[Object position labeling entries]

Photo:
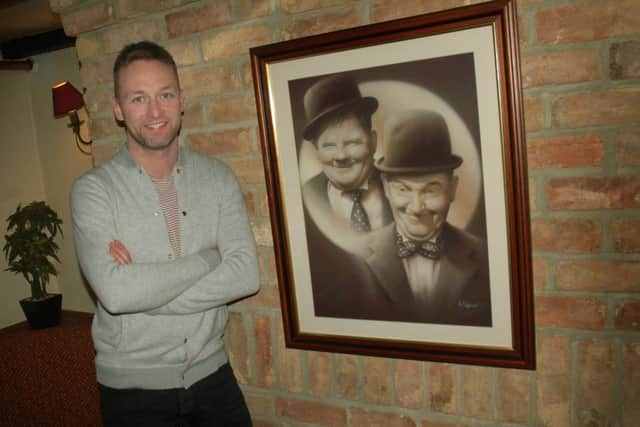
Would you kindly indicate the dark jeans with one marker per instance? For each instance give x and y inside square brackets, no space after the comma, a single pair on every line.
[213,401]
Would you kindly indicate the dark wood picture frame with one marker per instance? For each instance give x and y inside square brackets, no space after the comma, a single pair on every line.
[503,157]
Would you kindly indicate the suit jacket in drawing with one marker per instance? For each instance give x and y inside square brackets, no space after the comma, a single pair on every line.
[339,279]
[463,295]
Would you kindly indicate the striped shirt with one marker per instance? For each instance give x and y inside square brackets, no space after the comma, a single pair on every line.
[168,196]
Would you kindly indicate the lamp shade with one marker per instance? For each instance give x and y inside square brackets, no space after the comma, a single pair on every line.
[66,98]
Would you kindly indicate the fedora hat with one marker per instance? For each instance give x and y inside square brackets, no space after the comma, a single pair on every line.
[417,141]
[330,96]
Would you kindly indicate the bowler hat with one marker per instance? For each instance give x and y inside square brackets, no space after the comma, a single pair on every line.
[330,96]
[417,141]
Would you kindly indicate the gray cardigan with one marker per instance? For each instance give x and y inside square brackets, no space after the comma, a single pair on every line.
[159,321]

● GIVEN REQUEST
Reproduce all of the entries above verbatim, omitting the pictures.

● REPLY
Photo:
Would you kindly indicate the dark jeans with one marker per instance? For each instance give x and y inside square brackets, no space after the comma, a single pair on every line.
[213,401]
Would you kindly indicate the dark wood picture frame with one marker per instance? For each instance give x and y inside square brackets, no space after the comma, a single pair on every line.
[503,157]
Would you kindly indicate the suit jacket in drawing with one marker per instance? For each instance give x and y inside square brackets, no space after the comma, a single pair on every line.
[339,279]
[463,295]
Would you kindly indicate the striped shirt with one marker per instance? For each instance give x and y inside square brackets, no space after the comma, a single pair on every line.
[168,196]
Would you kindly indicate the lamp shade with one marker per instance? For each instance give x and y inside square brackets, no space after the comma, a single pair on every line.
[66,98]
Would you kindly indicate the fedora hat with one marker per instance? For each instance give x and y inside square brackets, no space after the comma, a single pair on every line.
[417,141]
[330,96]
Would you kindly indicate the bowler hat with one marker per instance? For each instance give x and y inside square brackets, no space after the comma, a single pair on every line.
[330,96]
[417,141]
Would you kindly indicate the gray cardigan with one marker per instance? For each instance give x and y inside square brackets, no space after the comma, a single pair on every line.
[159,321]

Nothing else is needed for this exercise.